## Data drawn from a collection
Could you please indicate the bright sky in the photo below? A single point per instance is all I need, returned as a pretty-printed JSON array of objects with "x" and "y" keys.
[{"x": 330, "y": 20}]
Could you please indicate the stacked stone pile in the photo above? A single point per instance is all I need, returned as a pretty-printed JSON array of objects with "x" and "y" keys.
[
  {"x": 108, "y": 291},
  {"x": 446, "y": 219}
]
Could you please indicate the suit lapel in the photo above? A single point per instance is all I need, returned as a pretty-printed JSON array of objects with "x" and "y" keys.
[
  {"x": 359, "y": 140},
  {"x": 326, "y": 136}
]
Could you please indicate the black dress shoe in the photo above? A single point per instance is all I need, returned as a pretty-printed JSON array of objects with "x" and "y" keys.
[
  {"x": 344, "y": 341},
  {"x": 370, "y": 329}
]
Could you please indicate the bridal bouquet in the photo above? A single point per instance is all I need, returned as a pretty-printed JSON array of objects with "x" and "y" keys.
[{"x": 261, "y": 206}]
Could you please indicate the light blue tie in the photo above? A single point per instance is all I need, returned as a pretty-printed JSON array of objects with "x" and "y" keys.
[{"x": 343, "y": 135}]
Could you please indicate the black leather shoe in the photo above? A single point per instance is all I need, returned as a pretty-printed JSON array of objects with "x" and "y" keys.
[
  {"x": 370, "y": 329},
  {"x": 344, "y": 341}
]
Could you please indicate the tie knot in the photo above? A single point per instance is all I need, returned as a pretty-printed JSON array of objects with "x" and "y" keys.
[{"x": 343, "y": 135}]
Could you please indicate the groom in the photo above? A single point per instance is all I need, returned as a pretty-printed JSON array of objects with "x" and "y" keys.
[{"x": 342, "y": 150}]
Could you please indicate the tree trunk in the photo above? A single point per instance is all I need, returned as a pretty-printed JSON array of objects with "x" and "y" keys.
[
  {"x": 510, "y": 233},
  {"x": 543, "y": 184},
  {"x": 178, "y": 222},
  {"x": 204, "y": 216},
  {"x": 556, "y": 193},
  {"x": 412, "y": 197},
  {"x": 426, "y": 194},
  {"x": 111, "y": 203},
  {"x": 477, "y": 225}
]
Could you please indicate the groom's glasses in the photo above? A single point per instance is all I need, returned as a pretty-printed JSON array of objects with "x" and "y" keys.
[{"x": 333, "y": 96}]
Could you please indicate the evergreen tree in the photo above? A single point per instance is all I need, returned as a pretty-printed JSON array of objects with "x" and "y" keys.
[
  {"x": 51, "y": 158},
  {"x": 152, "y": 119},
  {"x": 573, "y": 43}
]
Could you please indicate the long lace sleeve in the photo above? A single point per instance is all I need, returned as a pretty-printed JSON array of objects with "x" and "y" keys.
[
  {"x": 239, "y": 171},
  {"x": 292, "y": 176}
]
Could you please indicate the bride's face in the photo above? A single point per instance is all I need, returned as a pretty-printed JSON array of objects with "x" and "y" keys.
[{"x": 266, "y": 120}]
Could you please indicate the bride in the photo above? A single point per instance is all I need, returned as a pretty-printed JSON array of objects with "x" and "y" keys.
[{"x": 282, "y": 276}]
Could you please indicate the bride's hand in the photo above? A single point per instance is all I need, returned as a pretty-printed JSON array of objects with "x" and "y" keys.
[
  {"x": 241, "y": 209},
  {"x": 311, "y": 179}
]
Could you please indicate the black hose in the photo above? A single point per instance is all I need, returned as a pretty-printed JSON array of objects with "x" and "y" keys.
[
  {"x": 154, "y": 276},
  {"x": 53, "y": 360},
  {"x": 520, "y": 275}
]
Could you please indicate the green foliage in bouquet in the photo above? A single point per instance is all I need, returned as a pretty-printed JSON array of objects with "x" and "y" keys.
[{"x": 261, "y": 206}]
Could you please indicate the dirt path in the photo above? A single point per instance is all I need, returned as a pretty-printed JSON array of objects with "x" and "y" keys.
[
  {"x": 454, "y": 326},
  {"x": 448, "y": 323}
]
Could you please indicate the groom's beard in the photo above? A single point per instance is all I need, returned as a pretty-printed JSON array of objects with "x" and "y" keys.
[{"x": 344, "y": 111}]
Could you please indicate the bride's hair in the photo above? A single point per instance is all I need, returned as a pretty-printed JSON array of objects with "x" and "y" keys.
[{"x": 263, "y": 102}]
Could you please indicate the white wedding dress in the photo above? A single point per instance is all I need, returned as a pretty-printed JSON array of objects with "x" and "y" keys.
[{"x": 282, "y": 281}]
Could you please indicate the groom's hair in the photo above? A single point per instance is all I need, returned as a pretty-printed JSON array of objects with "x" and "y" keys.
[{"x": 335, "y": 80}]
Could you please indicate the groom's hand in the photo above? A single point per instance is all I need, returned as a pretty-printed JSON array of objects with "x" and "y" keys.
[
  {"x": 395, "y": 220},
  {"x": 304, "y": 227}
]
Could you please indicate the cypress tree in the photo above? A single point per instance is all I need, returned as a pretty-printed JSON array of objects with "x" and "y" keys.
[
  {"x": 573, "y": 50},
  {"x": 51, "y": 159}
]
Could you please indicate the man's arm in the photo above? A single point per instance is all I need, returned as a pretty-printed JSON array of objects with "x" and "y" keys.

## Stated task
Please copy out, word for word, the records from the line containing "Could you please indicate the cypress" through the end of the records, including both ends.

## The output
Could you please indicate the cypress tree in the photo above? A single point per instance is all I need, returned as a pretty-printed JSON array of objects with "x" and "y" keys.
[
  {"x": 573, "y": 50},
  {"x": 51, "y": 159}
]
Could you please indicate the man's arm in the photo above? A single point per instance is all I need, returned as a pretty-printed JSON array of objects with "x" and "y" keys.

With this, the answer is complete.